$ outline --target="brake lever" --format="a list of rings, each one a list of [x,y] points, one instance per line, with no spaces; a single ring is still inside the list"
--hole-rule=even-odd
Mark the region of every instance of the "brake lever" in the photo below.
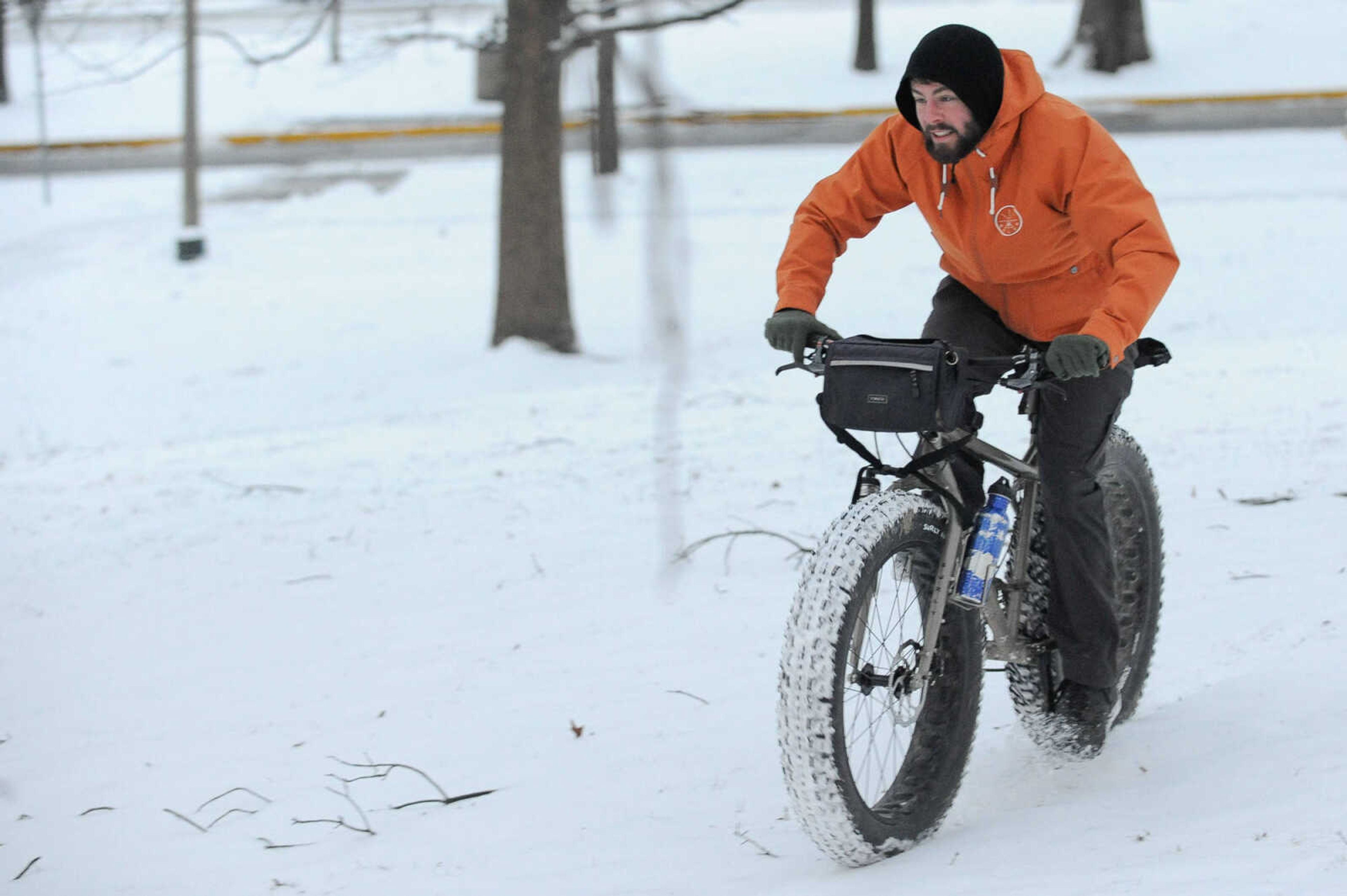
[[[1016,355],[1014,369],[1014,374],[1008,374],[1001,378],[1001,385],[1008,389],[1014,389],[1016,391],[1024,391],[1029,386],[1037,383],[1045,373],[1043,370],[1043,352],[1030,348],[1024,354]]]
[[[788,365],[781,365],[776,369],[777,377],[780,377],[787,370],[807,370],[815,377],[823,375],[823,350],[827,347],[830,339],[820,338],[818,342],[812,343],[804,352],[804,361],[792,361]]]

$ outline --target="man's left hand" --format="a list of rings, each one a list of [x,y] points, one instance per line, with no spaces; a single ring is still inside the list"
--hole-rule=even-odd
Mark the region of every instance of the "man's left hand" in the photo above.
[[[1098,377],[1109,366],[1109,344],[1098,336],[1068,332],[1048,344],[1044,361],[1057,379]]]

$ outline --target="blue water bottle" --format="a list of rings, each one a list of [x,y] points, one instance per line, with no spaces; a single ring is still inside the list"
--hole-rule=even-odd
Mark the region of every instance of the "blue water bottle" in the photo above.
[[[973,537],[968,541],[968,556],[959,576],[959,589],[954,600],[964,607],[981,607],[986,599],[987,585],[997,574],[997,568],[1005,558],[1010,542],[1010,514],[1013,513],[1014,490],[1001,479],[987,490],[987,503],[974,519]]]

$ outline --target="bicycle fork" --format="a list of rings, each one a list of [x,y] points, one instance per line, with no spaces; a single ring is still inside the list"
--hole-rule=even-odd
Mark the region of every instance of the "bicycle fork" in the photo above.
[[[1037,655],[1041,652],[1041,646],[1025,640],[1018,631],[1020,608],[1029,588],[1029,544],[1033,535],[1033,509],[1039,502],[1040,487],[1039,471],[1032,463],[1033,452],[1030,451],[1030,455],[1025,460],[1021,460],[977,437],[971,439],[964,449],[1012,474],[1016,478],[1016,492],[1020,495],[1014,533],[1012,535],[1013,557],[1010,566],[989,583],[981,607],[982,619],[991,635],[985,648],[986,657],[1013,663],[1036,662]],[[958,483],[948,463],[940,464],[932,472],[942,487],[951,494],[958,494]],[[942,502],[946,506],[946,519],[948,522],[944,545],[940,550],[940,564],[936,568],[935,583],[931,588],[931,603],[927,607],[921,652],[917,657],[917,666],[909,682],[909,693],[921,692],[931,682],[931,670],[935,665],[936,642],[940,638],[944,611],[959,587],[959,576],[963,572],[968,538],[973,533],[971,529],[959,521],[952,502],[946,496],[942,496]],[[964,612],[975,611],[968,608]]]

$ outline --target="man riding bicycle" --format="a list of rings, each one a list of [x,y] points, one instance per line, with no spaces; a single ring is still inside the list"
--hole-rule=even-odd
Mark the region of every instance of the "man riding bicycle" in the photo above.
[[[1045,347],[1061,381],[1039,406],[1039,463],[1052,570],[1048,631],[1061,655],[1055,716],[1080,755],[1103,745],[1118,694],[1118,619],[1103,445],[1131,390],[1134,342],[1179,258],[1154,199],[1103,126],[1044,91],[1028,54],[967,26],[925,35],[880,124],[795,213],[777,265],[773,348],[796,361],[847,239],[916,204],[948,274],[923,338],[973,355]],[[987,386],[990,389],[990,385]],[[970,507],[982,467],[959,456]]]

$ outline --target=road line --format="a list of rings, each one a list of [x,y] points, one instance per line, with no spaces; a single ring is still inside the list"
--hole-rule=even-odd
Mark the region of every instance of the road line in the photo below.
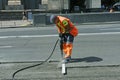
[[[111,34],[120,34],[120,32],[102,32],[102,33],[79,33],[79,36],[82,35],[111,35]],[[37,38],[37,37],[57,37],[57,34],[51,34],[51,35],[20,35],[20,36],[0,36],[0,39],[5,38]]]

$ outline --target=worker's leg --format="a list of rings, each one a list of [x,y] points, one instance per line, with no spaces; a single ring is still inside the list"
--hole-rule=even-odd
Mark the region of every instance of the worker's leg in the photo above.
[[[73,44],[72,43],[66,44],[66,55],[65,55],[65,58],[71,57],[72,49],[73,49]]]

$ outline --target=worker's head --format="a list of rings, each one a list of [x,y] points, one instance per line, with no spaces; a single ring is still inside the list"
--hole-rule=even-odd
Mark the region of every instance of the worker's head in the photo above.
[[[51,15],[50,16],[50,23],[55,23],[55,20],[57,19],[56,15]]]

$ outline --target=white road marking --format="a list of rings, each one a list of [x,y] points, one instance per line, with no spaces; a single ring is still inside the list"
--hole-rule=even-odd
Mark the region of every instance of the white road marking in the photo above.
[[[101,33],[79,33],[78,35],[110,35],[110,34],[120,34],[120,32],[101,32]],[[32,37],[56,37],[57,34],[51,35],[20,35],[20,36],[0,36],[0,39],[5,38],[32,38]]]
[[[0,48],[12,48],[13,46],[0,46]]]

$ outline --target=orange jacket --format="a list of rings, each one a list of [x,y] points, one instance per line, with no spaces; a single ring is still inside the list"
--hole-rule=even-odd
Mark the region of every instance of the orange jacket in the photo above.
[[[78,35],[78,29],[68,18],[57,16],[56,26],[59,33],[70,33],[74,37]]]

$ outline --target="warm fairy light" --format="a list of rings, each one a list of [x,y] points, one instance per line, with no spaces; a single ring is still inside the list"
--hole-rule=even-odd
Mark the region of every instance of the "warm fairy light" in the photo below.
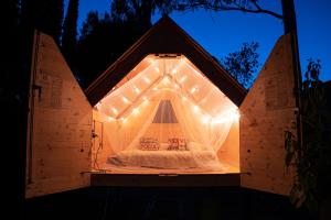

---------------

-- TO BE DONE --
Convert all the rows above into a Markdown table with two columns, No. and Text, giving each non-blank line its number and its text. Leave the pictures out.

-- RESPONSE TO THIS EXERCISE --
| No. | Text |
|---|---|
| 1 | $ outline --target="brake lever" --format="a list of rings, each one a list of [x,y] points, one instance per line, with no spaces; a single ring is still inside the list" |
| 2 | --hole-rule=even-odd |
| 3 | Mark the region of every instance of the "brake lever" in the photo below. |
| 4 | [[[1016,355],[1014,369],[1014,374],[1008,374],[1001,378],[1001,385],[1008,389],[1014,389],[1016,391],[1024,391],[1029,386],[1037,383],[1045,373],[1043,370],[1043,352],[1030,348],[1024,354]]] |
| 5 | [[[788,365],[781,365],[776,369],[777,377],[780,377],[787,370],[807,370],[815,377],[823,375],[823,350],[827,347],[830,339],[820,338],[818,342],[812,343],[804,352],[804,361],[792,361]]] |
| 6 | $ outline --target="man's left hand" --format="a list of rings, each one a list of [x,y] points, one instance per line, with no spaces; a single ring is still inside the list" |
| 7 | --hole-rule=even-odd |
| 8 | Mark the region of every instance of the "man's left hand" in the photo above. |
| 9 | [[[1098,377],[1109,366],[1109,344],[1098,336],[1068,332],[1048,344],[1044,361],[1057,379]]] |
| 10 | $ outline --target="blue water bottle" --format="a list of rings, each one a list of [x,y] points, one instance per line, with no spaces; a single ring is still inside the list" |
| 11 | --hole-rule=even-odd |
| 12 | Mark the region of every instance of the "blue water bottle" in the photo above. |
| 13 | [[[973,537],[968,541],[968,556],[959,576],[959,589],[954,600],[964,607],[981,607],[986,599],[987,585],[997,574],[997,568],[1005,558],[1010,542],[1010,514],[1013,513],[1014,490],[1001,479],[987,490],[987,503],[974,519]]] |
| 14 | $ outline --target="bicycle fork" --format="a list of rings, each one a list of [x,y] points, one instance per line, with no spaces; a single ring is still inside the list" |
| 15 | --hole-rule=even-odd |
| 16 | Mark the region of every instance of the "bicycle fork" in the photo above. |
| 17 | [[[1037,655],[1041,652],[1041,646],[1025,640],[1018,631],[1020,608],[1029,588],[1029,544],[1033,535],[1033,509],[1039,502],[1040,487],[1039,471],[1032,463],[1033,452],[1030,451],[1030,455],[1025,460],[1021,460],[977,437],[971,439],[964,449],[1012,474],[1016,478],[1016,492],[1020,495],[1014,533],[1012,535],[1013,557],[1010,566],[989,583],[981,607],[982,619],[991,635],[985,648],[986,657],[1013,663],[1036,662]],[[958,483],[948,463],[940,464],[932,472],[942,487],[951,494],[958,494]],[[942,502],[946,506],[946,519],[948,522],[944,545],[940,550],[940,564],[936,568],[935,583],[931,588],[931,603],[927,607],[921,652],[917,657],[917,666],[909,682],[909,693],[921,692],[931,682],[931,670],[935,665],[936,642],[940,638],[944,611],[959,587],[959,576],[963,572],[968,538],[973,533],[971,529],[959,521],[952,502],[946,496],[942,496]],[[964,612],[975,611],[968,608]]] |
| 18 | $ outline --target="man riding bicycle" --format="a list of rings, each one a list of [x,y] points, one instance per line, with no spaces; a single ring is still inside the list" |
| 19 | --hole-rule=even-odd |
| 20 | Mark the region of every instance of the "man riding bicycle" in the photo above. |
| 21 | [[[1045,347],[1061,381],[1039,406],[1039,463],[1052,570],[1048,631],[1061,655],[1055,716],[1080,755],[1103,745],[1118,694],[1118,619],[1103,445],[1131,390],[1134,342],[1179,258],[1154,199],[1103,126],[1044,91],[1028,54],[967,26],[925,35],[880,124],[795,213],[777,265],[773,348],[796,361],[847,239],[916,204],[948,274],[923,338],[973,355]],[[987,386],[990,389],[990,385]],[[970,507],[982,467],[959,456]]] |
| 22 | $ outline --target=road line --format="a list of rings, each one a list of [x,y] points, one instance per line, with no spaces; a single ring is still inside the list" |
| 23 | --hole-rule=even-odd |
| 24 | Mark the region of every instance of the road line in the photo below. |
| 25 | [[[111,34],[120,34],[120,32],[102,32],[102,33],[79,33],[79,36],[82,35],[111,35]],[[37,38],[37,37],[57,37],[57,34],[51,34],[51,35],[20,35],[20,36],[0,36],[0,39],[5,38]]] |
| 26 | $ outline --target=worker's leg --format="a list of rings, each one a list of [x,y] points, one instance per line, with no spaces; a single ring is still inside the list" |
| 27 | --hole-rule=even-odd |
| 28 | Mark the region of every instance of the worker's leg in the photo above. |
| 29 | [[[73,44],[72,43],[66,44],[66,55],[65,55],[65,58],[71,57],[72,49],[73,49]]] |
| 30 | $ outline --target=worker's head --format="a list of rings, each one a list of [x,y] points, one instance per line, with no spaces; a single ring is still inside the list" |
| 31 | --hole-rule=even-odd |
| 32 | Mark the region of every instance of the worker's head in the photo above. |
| 33 | [[[51,15],[50,16],[50,23],[55,23],[55,20],[57,19],[56,15]]] |
| 34 | $ outline --target=white road marking --format="a list of rings, each one a list of [x,y] points, one instance per line, with no spaces; a single ring is still inside the list" |
| 35 | --hole-rule=even-odd |
| 36 | Mark the region of every instance of the white road marking in the photo above. |
| 37 | [[[101,33],[79,33],[78,35],[110,35],[110,34],[120,34],[120,32],[101,32]],[[32,37],[56,37],[57,34],[51,35],[20,35],[20,36],[0,36],[0,39],[5,38],[32,38]]] |
| 38 | [[[0,48],[12,48],[13,46],[0,46]]] |
| 39 | $ outline --target=orange jacket --format="a list of rings, each one a list of [x,y] points, one instance per line, with no spaces; a single ring is still inside the list" |
| 40 | --hole-rule=even-odd |
| 41 | Mark the region of every instance of the orange jacket in the photo above. |
| 42 | [[[78,35],[78,29],[68,18],[57,16],[56,26],[59,33],[70,33],[74,37]]] |
| 43 | $ outline --target="warm fairy light" --format="a list of rings, each one a list of [x,y] points, one instance per line, with no spaces; a single ring is still inside the list" |
| 44 | --hole-rule=even-odd |
| 45 | Mark the region of every instance of the "warm fairy light" in the photo below. |